■ SUPPLIED PASSAGE

==============================

Two Tuesdays ago, Mr Blair was asked at a press conference whether the British-backed and US-led invasion of Iraq had fueled terrorist attacks around the world and in London? Blair said "there is no excuse or justification" for the actions of the bombers.

"Whatever excuse or justification these people use, I do not believe we should give one inch to them, not in this country and the way we live our lives here, not in Iraq, not in Afghanistan, not in our support for two states, Israel and Palestine, not in our support for the alliances we choose, including with America.

Not one inch should we give to these people." He went even further - anyone who believes that Britain's role in Iraq has any connection to the London bombings is a "fellow traveller of terrorism".

To make such a connection was obscene, he said. Clearly he has forgotten what he himself said last year. The pollsters have news for Mr Blair. According to a Daily Mirror/GMTV poll, fully 85 per cent of Mr Blair's constituents are "fellow travellers of terrorism" because they believe that Blair's decision to join the US-led war in Iraq was one of the causes of the London terror bombings

As Andrew Murray said in Wednesday's Guardian, "Tony Blair appears to be on the brink of a Brechtian moment, in which he will need to dissolve the people who have lost his confidence and elect another."

==============================

Write out the passage on Blair and the London bombings word for word, from "Two Tuesdays ago, Mr" to "of the bombers.".

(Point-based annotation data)
==============================

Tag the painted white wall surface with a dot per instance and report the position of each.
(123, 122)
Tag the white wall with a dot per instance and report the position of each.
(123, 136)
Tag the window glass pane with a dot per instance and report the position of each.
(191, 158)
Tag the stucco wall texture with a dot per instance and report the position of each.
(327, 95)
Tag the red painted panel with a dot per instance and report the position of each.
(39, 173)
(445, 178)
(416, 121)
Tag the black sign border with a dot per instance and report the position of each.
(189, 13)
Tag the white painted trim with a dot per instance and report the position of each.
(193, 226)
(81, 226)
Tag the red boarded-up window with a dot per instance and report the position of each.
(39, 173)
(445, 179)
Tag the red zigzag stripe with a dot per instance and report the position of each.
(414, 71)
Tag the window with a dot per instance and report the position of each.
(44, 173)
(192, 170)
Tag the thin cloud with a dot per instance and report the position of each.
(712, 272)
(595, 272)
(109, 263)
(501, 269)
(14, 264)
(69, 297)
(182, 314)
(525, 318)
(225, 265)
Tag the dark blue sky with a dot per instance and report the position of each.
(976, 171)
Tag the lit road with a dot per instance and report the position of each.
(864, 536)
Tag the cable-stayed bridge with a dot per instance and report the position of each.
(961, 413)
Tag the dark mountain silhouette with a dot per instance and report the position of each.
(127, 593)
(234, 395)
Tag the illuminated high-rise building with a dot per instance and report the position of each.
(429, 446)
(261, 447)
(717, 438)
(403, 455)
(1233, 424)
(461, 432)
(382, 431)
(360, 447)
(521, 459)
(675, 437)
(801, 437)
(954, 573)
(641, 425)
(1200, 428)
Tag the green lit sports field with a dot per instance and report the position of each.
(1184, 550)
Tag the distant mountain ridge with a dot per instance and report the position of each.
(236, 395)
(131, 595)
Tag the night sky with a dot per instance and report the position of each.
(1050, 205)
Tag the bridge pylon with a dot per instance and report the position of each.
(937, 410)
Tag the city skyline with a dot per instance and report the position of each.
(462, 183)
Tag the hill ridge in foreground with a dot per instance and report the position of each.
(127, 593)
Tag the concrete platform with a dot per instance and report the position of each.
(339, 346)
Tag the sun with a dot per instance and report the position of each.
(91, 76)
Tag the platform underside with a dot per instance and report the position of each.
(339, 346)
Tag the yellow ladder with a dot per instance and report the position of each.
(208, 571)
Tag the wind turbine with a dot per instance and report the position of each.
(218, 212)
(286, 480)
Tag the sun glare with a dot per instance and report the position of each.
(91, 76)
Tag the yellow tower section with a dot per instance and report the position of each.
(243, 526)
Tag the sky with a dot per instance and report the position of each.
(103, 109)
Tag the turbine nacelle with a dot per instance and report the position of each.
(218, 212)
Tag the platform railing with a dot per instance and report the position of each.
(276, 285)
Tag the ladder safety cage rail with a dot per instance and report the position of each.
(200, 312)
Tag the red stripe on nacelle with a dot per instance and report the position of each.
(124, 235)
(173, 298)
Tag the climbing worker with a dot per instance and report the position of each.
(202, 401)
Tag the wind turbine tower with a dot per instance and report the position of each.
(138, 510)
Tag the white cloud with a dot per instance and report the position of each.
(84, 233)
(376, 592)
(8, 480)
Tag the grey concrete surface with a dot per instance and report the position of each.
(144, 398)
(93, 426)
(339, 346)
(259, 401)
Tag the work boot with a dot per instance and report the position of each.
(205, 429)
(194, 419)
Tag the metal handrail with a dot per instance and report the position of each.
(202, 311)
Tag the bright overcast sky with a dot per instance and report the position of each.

==============================

■ ANSWER TO THIS PROBLEM
Two Tuesdays ago, Mr Blair was asked at a press conference whether the British-backed and US-led invasion of Iraq had fueled terrorist attacks around the world and in London? Blair said "there is no excuse or justification" for the actions of the bombers.